Referring expression data:
= = = = =
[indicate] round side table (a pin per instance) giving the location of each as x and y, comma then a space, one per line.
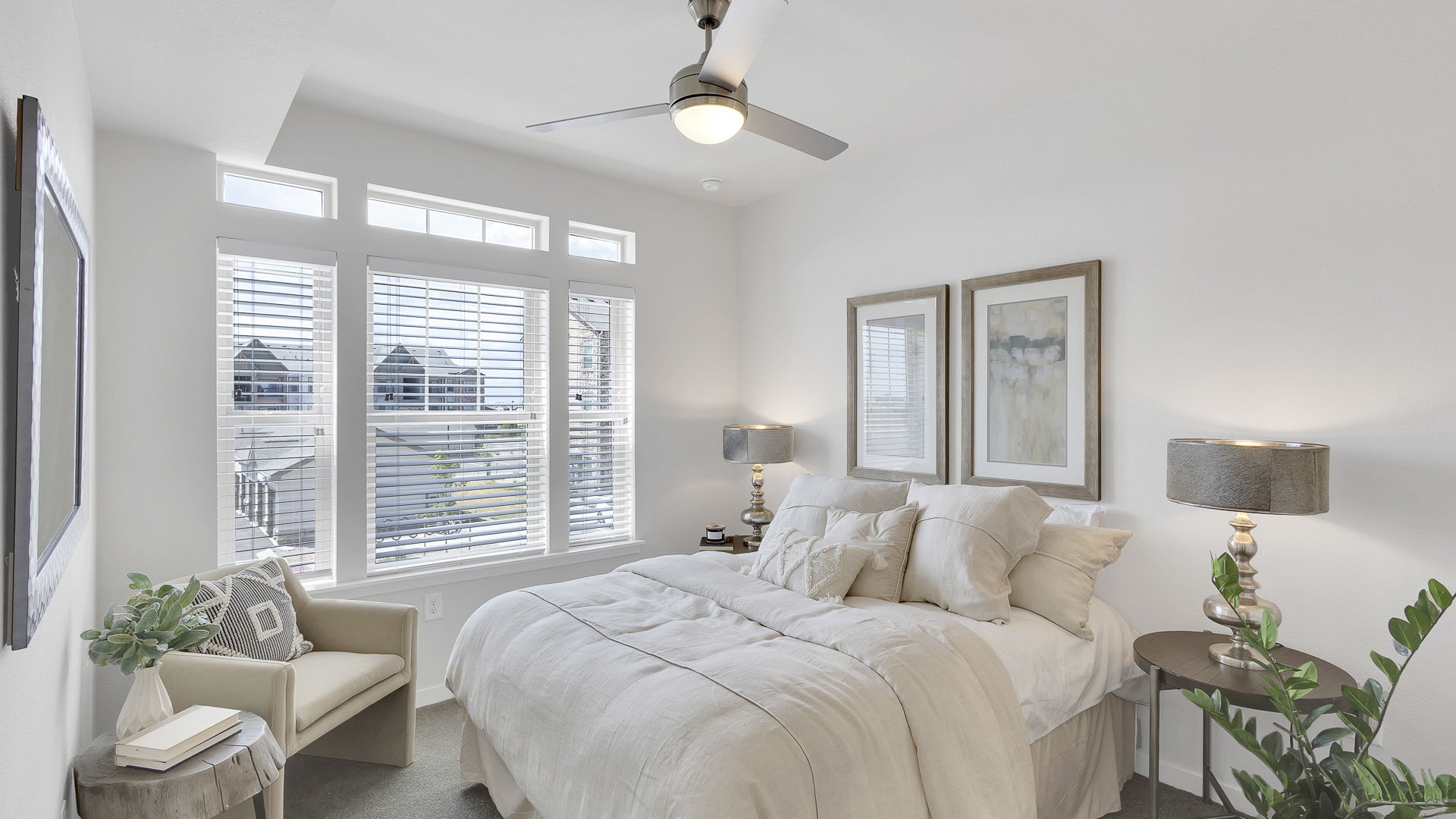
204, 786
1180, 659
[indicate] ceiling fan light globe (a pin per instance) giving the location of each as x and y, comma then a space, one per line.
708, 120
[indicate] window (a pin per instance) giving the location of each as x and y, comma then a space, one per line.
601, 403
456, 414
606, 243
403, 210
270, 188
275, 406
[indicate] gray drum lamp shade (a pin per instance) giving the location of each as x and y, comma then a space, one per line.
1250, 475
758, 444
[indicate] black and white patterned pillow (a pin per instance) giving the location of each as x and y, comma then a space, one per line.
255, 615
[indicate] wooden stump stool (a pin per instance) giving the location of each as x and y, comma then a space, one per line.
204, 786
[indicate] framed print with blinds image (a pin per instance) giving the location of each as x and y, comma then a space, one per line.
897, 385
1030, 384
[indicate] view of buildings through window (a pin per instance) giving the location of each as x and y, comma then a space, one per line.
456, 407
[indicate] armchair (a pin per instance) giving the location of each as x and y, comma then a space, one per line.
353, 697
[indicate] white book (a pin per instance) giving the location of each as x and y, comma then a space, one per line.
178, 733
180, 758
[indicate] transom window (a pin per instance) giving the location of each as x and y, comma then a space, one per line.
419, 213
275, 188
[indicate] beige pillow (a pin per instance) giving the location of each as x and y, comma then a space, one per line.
= = = = =
WHAT IS NEEDED: Please return exactly the lines from the one containing "[indicate] framed print" through the end of the entries above, adding no other line.

TASK OUTPUT:
[indicate] framed print with blinds image (a pin per instance) giving the location of each as x and y, comma then a space, one per line.
897, 385
1030, 384
[indicate] view of buildings through window (a pin per instance) giving the location of each as x and y, comma then a space, one per line.
456, 407
[indicate] armchair (a pin per instance) giving the location of each as x and y, comma then a space, one per line.
353, 697
[indicate] white book (a pin per instance) giving the location of each as x and y, comma then a space, one per line.
178, 733
180, 758
[indicate] transom window (a pin per instance) giving the location of each as x and y, comma then a space, one per line.
419, 213
275, 188
[indicate] beige pillow (a pin per instance) giving the location of each as x and y, comma then a space, one per line.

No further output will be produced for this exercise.